# Start of Listing

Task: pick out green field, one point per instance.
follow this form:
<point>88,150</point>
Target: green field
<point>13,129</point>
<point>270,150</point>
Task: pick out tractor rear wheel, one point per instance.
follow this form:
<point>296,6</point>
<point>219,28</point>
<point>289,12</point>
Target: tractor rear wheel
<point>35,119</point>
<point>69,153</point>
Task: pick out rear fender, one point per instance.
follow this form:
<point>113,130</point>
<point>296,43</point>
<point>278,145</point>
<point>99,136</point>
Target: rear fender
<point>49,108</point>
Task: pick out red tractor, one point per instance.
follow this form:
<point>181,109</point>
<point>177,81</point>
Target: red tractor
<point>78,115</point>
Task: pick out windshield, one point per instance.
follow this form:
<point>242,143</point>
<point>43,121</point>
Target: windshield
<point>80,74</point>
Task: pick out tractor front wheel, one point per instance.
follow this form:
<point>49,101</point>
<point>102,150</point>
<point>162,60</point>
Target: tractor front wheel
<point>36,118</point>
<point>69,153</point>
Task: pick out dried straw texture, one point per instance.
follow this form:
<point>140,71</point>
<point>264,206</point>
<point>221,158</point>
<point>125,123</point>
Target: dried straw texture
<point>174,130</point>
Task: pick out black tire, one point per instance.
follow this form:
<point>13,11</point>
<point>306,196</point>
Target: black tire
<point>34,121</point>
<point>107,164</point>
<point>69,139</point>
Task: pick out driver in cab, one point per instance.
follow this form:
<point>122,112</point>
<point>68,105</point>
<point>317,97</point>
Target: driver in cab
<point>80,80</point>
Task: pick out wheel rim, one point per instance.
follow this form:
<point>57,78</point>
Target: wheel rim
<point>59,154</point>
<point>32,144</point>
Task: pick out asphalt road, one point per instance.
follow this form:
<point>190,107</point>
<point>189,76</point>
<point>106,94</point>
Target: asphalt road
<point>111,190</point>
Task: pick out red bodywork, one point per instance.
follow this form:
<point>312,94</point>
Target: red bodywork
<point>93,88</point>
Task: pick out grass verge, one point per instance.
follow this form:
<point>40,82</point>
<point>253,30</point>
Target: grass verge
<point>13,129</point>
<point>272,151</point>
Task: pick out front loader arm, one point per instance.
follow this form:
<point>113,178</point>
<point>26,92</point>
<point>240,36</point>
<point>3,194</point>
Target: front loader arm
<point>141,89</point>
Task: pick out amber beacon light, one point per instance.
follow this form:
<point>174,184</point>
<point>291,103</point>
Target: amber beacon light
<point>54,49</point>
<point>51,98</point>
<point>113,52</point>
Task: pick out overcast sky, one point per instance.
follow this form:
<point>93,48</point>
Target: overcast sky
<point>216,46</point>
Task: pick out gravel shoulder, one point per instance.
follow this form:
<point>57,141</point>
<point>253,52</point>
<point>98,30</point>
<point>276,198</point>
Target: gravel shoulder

# End of Listing

*Your objective*.
Set down the records above word for word, from the line holding "Task: pick out grass" through the final line, with both of those lines included.

*Answer to the problem*.
Task: pick out grass verge, one point per instance.
follow this form:
<point>40,82</point>
<point>253,30</point>
Target: grass verge
<point>13,129</point>
<point>272,151</point>
Task: pick out front loader arm, one point per instance.
follow this form:
<point>113,178</point>
<point>26,92</point>
<point>240,36</point>
<point>3,194</point>
Target: front loader arm
<point>141,89</point>
Task: pick out amber beacon light, one point per instance.
follow this form:
<point>174,184</point>
<point>291,103</point>
Target: amber beacon light
<point>54,49</point>
<point>51,98</point>
<point>113,52</point>
Task: pick out overcast sky, one point per instance.
follow this form:
<point>93,48</point>
Target: overcast sky
<point>216,46</point>
Task: pick out gravel shoulder, one point per instance.
follow this form:
<point>57,141</point>
<point>253,52</point>
<point>98,30</point>
<point>276,198</point>
Target: gravel shoulder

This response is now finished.